Brazil may flout trade laws to keep AIDS drugs free for patients
17 March 2001. Related: Treatment access.
Brazil’s AIDS drug program—which produces HIV-fighting medicines locally at a drastically reduced cost and offers them free to HIV-positive Brazilians, most of whom would not be able to afford the drugs at their regular prices—is coming under fire from multinational drug companies that are demanding international patent laws be respected.
The two most important drugs in the program are Merck’s efavirenz and Roche Holding’s nelfinavir [Ed. – Merck and Roche are in fact distributors of these drugs and not the patent holders in Brazil], which together comprised about 36 percent of Brazil’s AIDS program spending in 2000 of $319 million, spurring the government to threaten local generic production if prices are not reduced by the manufacturers. However, the problem is more than just the two drugs, because Brazil will need to increase its importation of AIDS drugs by five times before 2005, spending as much as $1.7 billion to treat HIV-positive patients.

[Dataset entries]
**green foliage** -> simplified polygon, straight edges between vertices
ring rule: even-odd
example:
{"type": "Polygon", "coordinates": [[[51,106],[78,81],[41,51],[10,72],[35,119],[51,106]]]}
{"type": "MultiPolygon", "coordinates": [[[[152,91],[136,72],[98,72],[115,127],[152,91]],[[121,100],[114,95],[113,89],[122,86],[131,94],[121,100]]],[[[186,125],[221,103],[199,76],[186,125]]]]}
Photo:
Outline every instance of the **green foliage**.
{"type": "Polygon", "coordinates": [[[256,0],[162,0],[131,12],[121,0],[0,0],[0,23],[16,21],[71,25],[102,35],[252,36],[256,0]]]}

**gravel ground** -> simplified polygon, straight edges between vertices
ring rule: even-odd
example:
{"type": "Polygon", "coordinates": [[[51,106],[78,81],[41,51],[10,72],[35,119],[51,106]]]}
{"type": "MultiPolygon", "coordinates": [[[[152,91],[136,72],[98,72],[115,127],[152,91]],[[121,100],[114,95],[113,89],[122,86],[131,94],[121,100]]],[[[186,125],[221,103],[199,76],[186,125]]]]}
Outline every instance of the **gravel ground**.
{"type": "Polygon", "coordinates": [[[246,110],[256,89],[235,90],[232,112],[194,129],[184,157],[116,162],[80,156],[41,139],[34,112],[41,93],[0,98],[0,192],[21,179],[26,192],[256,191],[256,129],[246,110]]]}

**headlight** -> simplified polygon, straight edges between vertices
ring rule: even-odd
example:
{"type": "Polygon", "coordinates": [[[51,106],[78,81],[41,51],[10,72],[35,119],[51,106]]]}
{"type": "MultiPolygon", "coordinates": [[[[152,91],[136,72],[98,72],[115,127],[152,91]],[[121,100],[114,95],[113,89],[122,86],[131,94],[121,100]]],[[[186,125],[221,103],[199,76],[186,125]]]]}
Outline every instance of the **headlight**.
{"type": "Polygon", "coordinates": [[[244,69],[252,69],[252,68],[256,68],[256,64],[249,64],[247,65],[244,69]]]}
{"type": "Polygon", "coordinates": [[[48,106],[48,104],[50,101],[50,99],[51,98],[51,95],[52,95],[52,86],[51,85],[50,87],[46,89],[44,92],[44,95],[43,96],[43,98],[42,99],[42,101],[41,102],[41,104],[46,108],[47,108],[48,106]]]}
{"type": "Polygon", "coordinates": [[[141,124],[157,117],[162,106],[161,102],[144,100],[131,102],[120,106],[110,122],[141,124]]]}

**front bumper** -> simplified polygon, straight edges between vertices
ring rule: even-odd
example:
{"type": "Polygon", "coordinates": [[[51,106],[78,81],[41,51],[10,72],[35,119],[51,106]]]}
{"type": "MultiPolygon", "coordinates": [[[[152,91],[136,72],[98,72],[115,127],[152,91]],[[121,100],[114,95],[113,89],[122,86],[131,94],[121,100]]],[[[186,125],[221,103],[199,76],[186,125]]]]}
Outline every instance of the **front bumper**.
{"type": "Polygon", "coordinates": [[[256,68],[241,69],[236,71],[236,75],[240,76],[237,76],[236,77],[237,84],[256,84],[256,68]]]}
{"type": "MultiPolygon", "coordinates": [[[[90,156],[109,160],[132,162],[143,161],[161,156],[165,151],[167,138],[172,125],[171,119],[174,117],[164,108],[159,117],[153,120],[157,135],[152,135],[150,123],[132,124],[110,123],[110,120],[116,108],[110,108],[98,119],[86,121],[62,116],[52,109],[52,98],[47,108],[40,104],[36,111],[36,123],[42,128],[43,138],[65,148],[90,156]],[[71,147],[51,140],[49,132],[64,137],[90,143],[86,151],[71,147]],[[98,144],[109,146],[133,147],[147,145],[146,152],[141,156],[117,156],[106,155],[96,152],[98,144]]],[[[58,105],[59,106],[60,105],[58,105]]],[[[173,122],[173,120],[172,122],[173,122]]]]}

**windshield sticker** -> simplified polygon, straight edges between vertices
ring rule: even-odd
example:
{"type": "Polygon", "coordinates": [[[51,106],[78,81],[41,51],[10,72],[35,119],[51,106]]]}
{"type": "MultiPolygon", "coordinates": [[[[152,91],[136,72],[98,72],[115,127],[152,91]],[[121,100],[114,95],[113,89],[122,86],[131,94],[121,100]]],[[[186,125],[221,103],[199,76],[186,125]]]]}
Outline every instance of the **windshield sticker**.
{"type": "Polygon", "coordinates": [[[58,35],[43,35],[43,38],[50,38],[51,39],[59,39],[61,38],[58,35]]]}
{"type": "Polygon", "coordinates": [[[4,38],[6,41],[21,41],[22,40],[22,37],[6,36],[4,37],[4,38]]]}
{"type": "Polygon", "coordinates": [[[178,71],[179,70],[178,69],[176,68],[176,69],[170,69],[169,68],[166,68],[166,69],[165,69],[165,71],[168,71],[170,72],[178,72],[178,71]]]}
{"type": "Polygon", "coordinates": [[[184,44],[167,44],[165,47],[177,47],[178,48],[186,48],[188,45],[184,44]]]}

Set of tasks:
A. Using the article on Brazil's AIDS drug program, decide whether each statement agrees with it, answering yes or no and quoting the words that settle it: (i) the program gives its medicines to HIV-positive Brazilians at no charge; (ii) efavirenz and nelfinavir together made up about half of the program's spending in 2000; (iii) Brazil will need to double its importation of AIDS drugs before 2005.
B. Carry on the article on Brazil's AIDS drug program, starting after its final sentence.

Responses:
A.
(i) Yes: "offers them free to HIV-positive Brazilians"
(ii) No: "together comprised about 36 percent of Brazil’s AIDS program spending in 2000 of $319 million"
(iii) No: "increase its importation of AIDS drugs by five times before 2005"

B.
A statute in Brazilian law permits the move to generics after three years of patent protection if a drug is considered vital. While the clause is being contested by the U.S. government and drug companies to the World Trade Organization, there is no denying that the program has cut the number of AIDS-related deaths in Brazil by 50 percent over the past four years and slowed HIV transmission to well below World Health Organization predictions.
Reference:
Wall Street Journal (12/02/01) P. B1.